-- START OF Supplied material --
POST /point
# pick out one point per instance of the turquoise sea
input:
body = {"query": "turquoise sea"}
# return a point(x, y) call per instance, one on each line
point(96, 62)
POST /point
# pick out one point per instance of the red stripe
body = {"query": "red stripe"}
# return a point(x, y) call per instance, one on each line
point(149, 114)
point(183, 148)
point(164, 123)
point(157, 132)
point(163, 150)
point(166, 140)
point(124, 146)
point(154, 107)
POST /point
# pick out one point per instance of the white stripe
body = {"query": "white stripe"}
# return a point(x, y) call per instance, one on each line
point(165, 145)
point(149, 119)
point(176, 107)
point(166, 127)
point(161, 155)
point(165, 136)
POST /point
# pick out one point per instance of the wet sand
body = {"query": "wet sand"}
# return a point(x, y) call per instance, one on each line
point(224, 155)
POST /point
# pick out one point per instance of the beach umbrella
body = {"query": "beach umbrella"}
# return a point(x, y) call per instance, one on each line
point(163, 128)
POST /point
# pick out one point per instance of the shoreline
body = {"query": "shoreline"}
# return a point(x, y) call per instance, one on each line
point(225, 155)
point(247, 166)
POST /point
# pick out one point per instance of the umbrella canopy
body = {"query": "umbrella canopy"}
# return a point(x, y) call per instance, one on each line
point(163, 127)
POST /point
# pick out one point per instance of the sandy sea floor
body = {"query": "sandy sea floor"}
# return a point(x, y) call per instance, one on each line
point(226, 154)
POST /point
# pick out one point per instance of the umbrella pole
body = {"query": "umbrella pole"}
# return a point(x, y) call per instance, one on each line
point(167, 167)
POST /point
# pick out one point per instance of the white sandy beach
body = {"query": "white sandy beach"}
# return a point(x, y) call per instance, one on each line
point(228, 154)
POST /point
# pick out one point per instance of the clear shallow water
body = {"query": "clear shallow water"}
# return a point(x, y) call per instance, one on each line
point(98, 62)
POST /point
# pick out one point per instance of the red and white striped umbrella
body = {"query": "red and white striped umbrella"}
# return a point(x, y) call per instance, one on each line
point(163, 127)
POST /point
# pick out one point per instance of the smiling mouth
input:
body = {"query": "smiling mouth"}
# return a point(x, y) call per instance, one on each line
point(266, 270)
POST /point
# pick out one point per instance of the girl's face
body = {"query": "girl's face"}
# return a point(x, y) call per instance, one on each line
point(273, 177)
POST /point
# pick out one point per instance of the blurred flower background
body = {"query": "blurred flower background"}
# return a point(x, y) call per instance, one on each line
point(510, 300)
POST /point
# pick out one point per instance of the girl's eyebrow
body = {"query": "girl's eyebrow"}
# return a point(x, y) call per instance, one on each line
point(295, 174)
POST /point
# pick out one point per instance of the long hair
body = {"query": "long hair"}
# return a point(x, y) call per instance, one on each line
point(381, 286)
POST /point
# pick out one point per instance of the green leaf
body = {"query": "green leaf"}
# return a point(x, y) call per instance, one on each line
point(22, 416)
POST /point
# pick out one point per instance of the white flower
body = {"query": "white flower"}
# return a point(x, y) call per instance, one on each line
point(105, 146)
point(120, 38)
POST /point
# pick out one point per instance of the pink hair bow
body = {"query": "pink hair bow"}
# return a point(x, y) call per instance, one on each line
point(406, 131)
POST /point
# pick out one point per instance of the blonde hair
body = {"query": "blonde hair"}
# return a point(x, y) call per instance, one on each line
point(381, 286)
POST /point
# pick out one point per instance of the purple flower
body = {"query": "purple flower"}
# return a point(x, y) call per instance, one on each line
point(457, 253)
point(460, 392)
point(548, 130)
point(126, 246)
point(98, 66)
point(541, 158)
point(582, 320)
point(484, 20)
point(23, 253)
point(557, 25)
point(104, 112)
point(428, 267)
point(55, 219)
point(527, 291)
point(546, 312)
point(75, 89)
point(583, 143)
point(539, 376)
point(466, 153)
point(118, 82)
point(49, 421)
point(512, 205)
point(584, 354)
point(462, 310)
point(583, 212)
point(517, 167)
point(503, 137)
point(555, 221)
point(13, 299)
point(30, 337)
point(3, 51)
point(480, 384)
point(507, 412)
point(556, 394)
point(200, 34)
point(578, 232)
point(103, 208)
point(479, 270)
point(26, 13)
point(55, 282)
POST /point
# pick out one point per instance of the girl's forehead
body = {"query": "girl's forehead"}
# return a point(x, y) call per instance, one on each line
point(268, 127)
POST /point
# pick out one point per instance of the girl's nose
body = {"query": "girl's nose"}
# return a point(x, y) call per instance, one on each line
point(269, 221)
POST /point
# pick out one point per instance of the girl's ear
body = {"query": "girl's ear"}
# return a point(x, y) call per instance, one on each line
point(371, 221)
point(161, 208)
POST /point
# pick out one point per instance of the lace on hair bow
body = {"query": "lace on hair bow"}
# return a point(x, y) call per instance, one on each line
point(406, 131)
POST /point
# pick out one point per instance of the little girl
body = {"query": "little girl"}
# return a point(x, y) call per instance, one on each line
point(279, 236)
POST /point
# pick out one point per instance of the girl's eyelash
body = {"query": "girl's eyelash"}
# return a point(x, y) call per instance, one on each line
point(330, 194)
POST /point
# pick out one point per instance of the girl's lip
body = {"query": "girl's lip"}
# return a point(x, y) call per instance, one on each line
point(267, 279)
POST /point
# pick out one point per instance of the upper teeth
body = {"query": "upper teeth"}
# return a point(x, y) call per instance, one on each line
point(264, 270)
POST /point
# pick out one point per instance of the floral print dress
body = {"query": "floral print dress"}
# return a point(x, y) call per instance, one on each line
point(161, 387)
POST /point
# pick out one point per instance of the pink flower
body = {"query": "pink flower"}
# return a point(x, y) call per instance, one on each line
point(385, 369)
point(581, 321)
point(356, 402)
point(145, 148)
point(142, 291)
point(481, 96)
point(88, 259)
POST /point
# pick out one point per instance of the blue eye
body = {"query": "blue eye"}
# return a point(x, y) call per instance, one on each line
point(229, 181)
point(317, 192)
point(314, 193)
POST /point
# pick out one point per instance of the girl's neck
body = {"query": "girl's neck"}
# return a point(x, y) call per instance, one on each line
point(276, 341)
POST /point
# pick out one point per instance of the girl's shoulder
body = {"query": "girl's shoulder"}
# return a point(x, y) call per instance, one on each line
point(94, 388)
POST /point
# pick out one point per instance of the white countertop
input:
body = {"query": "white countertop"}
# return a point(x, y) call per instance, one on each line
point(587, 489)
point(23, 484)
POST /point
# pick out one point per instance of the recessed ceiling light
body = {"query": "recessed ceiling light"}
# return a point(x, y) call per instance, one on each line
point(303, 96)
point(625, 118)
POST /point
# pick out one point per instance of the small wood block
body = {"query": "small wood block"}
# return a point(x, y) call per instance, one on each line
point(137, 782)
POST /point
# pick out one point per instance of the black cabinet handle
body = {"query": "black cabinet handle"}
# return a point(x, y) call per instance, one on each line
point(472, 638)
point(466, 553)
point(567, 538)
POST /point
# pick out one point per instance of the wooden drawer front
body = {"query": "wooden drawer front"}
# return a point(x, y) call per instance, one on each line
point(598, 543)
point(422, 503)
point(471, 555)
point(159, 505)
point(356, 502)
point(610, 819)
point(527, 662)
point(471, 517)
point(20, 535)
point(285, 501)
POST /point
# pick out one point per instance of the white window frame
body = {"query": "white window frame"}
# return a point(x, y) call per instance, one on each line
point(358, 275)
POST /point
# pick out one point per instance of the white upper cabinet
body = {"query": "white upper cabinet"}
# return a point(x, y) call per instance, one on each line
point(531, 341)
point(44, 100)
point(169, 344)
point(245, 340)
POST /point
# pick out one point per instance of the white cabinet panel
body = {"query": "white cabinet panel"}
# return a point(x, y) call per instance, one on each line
-- END OF Supplied material --
• **Exercise goal**
Rescale the records above, from their beginning through the line that contains "point(167, 167)", by reproducing every line, requests included, with each point coordinate in the answers multiplied by 1.2 and rounded to the nearest whole number (halves rounding up). Return only those lines.

• **Solution to the exercise**
POST /point
# pick out one point per instance of the turquoise sea
input:
body = {"query": "turquoise sea"}
# return a point(x, y) call per instance, one on each line
point(115, 74)
POST /point
# pick out one point per instance of the red stripe
body = {"query": "red stripe"}
# return a point(x, y) call per instance, one on each line
point(179, 137)
point(220, 178)
point(197, 148)
point(188, 158)
point(196, 180)
point(199, 168)
point(149, 175)
point(185, 128)
POST /point
# pick out one point per instance of the white stripe
body = {"query": "white stripe"}
# return a point(x, y) call per instance, one on each line
point(198, 174)
point(179, 143)
point(211, 128)
point(199, 152)
point(193, 186)
point(198, 163)
POST /point
# pick out one point per instance of the wet sand
body = {"query": "wet sand"}
# return a point(x, y) call per instance, one on each line
point(269, 186)
POST /point
# pick out one point per instance of the beach umbrella
body = {"query": "beach umbrella"}
# return a point(x, y) call per instance, one on each line
point(196, 154)
POST /point
# pick out one point per instance of the shoreline
body = {"query": "shoreline"}
# return a point(x, y) call per instance, one on each line
point(270, 186)
point(296, 199)
POST /point
# pick out one point per instance of the umbrella canopy
body = {"query": "umbrella canopy"}
# return a point(x, y) call per instance, one on each line
point(196, 152)
POST /point
# pick out one point per instance of the sandy sea floor
body = {"query": "sandy sea floor"}
# return a point(x, y) call per instance, one on each line
point(271, 185)
POST /point
# pick out one point per instance of the umbrella pole
body = {"query": "umbrella pole"}
# return a point(x, y) call per instance, one on each line
point(200, 200)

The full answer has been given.